▶ [Text shown]:
Showing posts with label Ramblings. Show all posts
Showing posts with label Ramblings. Show all posts

Tuesday, October 22, 2019

Language is Literally Magic

It’s no secret to anyone who knows me that I find language fascinating.

Today I’d like to share three things about language that I don’t think most people realize. And if they have realized these things, they easily forget. Even I do, sometimes. 

To be fair, I don’t fluently speak any besides English, but I know small numbers of words in a very large variety of languages. And every single one that I learn anything about has something spectacularly cool about it. They all find such different ways to communicate similar thoughts, feelings, and knowledge. 

There is something that all languages have in common, though, no matter what part of the world it started in, or what linguistic category it belongs to. Every language that is either spoken/used or written by living people can do something that is literally magic:

By making a series of sounds, hand movements, or squiggles on a page, we can transfer things out of my brain and into yours. I’m doing it right now.

I had a series of brainwaves zip around inside my gray matter, and because I made some shapes on a device, now the same brainwaves are happening in yours.

To paraphrase Terry Pratchett, just because we know how it works doesn’t mean it’s not magic.


Now, our messages don’t always transfer flawlessly.

THING #1: Each human being on the planet has slightly different DNA structure in their brains. Combine that with slightly different life experiences, and voila. Chaos. 

Every brain in the whole world is essentially running its own unique operating system. Some systems convert data between themselves without too much trouble. Others can barely manage simple ideas without ending up with horrific conversion errors and miscommunications.

That’s just the way brains work. We all see and interpret things just a tiny bit differently. And even when we come remarkably close to understanding the original speaker, it’s still never going to be exact. 

I think we don’t realize that very often. We tend to think that the words we say will always mean the same thing to someone else as they do to us. That’s what causes the things that are most important to us to also be the things that become most divisive. Religion. Politics. Morality. Lifestyle choices. 

But despite this inherent, omnipresent risk of conversion error, language can also do the opposite. In a single hand gesture, or 2–3 audible syllables, or a few scribbles on a page, we can connect more closely than we’d ever be able to without language.

When someone says “Thank you” or “I’m sorry” or “I love you”, our brainwaves sync up just a little bit more. We connect just that much more closely. 



You know something that makes language even more magical? That we can make those sounds, motions, or squiggles mean new things just by ordering them differently. 

We can make our sounds convey completely different information just by changing the volume we say them in. We can instill our words with intense implications based entirely on how our bodies are standing when we say or type or signal them. 

And the funniest part about that? (To me, anyway.) 

THING #2: That it is literally impossible to separate language from that context without losing most of its potency. Even in ancient, no-longer-spoken languages, we can find voice and tone and implication that make the messages they speak more nuanced than we could possibly have imagined. 

And when we do lose that context to history? So much of the message is also lost or changed.

I don’t think that I have ever, in my 34 years of life, seen or heard an argument where this didn’t come into play. Especially on the internet. Flame wars are FAMOUS for this nonsense. 

Someone will inevitably say something rich in tone, implication, and often vitriol. As humans, we pick up on this, even if we don’t know we’re doing it. Even in text. But the moment someone does pick up on the tone, the original speaker will throw an absolute fit about not literally having said any of that, and not actually being interpreted correctly, and they DEMAND that their words are taken at face value only.

▶ [Recorded information]:
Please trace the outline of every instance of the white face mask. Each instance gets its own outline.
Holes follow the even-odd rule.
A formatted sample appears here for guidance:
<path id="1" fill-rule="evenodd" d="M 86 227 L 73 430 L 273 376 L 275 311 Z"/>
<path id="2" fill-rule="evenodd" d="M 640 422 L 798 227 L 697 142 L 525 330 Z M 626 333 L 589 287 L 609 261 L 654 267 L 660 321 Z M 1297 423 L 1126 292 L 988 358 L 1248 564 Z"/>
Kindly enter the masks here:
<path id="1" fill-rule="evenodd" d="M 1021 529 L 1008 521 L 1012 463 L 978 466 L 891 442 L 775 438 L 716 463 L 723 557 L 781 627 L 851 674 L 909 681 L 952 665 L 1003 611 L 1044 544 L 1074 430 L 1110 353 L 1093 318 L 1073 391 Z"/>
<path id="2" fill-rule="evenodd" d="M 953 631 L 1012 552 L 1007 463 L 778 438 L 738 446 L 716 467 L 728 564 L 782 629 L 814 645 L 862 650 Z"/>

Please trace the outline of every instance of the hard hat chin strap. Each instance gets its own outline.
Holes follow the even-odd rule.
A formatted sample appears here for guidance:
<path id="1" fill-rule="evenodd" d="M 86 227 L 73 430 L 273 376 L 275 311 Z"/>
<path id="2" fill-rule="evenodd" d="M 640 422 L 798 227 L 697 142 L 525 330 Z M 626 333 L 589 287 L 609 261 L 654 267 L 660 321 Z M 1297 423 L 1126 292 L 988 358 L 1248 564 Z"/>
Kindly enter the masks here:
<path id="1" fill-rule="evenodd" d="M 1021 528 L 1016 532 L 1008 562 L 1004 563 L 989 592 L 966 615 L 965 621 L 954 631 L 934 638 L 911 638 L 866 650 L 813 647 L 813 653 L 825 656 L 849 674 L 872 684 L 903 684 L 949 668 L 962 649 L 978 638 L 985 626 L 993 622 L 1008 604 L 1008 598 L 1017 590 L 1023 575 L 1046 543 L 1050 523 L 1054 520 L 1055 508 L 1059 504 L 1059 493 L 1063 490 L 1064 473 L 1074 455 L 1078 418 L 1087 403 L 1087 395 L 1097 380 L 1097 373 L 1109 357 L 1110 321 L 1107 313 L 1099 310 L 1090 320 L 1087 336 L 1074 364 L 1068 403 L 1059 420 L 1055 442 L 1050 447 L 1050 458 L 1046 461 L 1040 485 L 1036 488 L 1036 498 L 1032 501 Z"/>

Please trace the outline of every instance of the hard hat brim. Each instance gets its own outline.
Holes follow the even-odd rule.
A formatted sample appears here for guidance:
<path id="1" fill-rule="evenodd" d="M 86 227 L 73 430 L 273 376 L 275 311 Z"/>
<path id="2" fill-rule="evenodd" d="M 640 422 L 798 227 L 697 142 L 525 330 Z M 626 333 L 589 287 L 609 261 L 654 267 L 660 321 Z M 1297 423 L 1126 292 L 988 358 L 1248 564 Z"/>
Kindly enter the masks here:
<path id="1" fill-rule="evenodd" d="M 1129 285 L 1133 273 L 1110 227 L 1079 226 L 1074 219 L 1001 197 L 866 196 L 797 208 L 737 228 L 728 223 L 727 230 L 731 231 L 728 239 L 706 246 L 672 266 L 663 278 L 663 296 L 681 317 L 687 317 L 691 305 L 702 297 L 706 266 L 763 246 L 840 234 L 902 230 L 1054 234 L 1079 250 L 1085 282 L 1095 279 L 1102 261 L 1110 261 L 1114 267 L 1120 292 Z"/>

▶ [Problems and tasks]:
**A)** In the language post, begin at the words "But despite this" and stop after "(To me, anyway.)", and give that passage again with "brainwaves" changed to "thoughts".
**B)** According to the post on language, how many years of life has the writer lived?
**C)** Continue the post on language from the point where it stops.

▶ [Task-by-task results]:
**A)**
But despite this inherent, omnipresent risk of conversion error, language can also do the opposite. In a single hand gesture, or 2–3 audible syllables, or a few scribbles on a page, we can connect more closely than we’d ever be able to without language.

When someone says “Thank you” or “I’m sorry” or “I love you”, our thoughts sync up just a little bit more. We connect just that much more closely. 



You know something that makes language even more magical? That we can make those sounds, motions, or squiggles mean new things just by ordering them differently. 

We can make our sounds convey completely different information just by changing the volume we say them in. We can instill our words with intense implications based entirely on how our bodies are standing when we say or type or signal them. 

And the funniest part about that? (To me, anyway.)

**B)** 34 years.

**C)**
Guess what? We literally can’t. It’s actually, factually impossible to communicate human-to-human without body language, tone, context, and connotation. Even the choice of word order changes everything.

Believing otherwise is honestly absurd.

(And I sincerely believe that most of these internet trolls/45th presidents of the United States don’t ACTUALLY believe it can be done, either. Not if they were to give it any honest thought. I believe that they are just looking for loopholes. Things to stack in their favor, so that their side of the argument holds more weight. It’s a tactic, not a logical, reasonable thing to expect of anyone.)

I’ll be honest, I don’t have a particularly good transition into thing #3. Sorry.


Most people I know think it’s silly that I care so much about proper communication. When I agonize over the utter illiteracy of my facebook friends, or judge political candidates based on how badly their platform blurbs are written in the election guides, I’m called phrases like “anal retentive” or “grammar nazi”. 

That makes me sad, but not because the phrases themselves are inaccurate, per se. It’s more their implication. That unseen, somewhat amorphous context and connotation that we can’t shake from phrases, even if we use them with innocent intent.

Saying that my attention to communication is silly implies that communication itself doesn’t matter very much. That clarity of speech and form is useless. That miscommunication in itself is not the major cause of half of history’s horrific tragedies, if not more.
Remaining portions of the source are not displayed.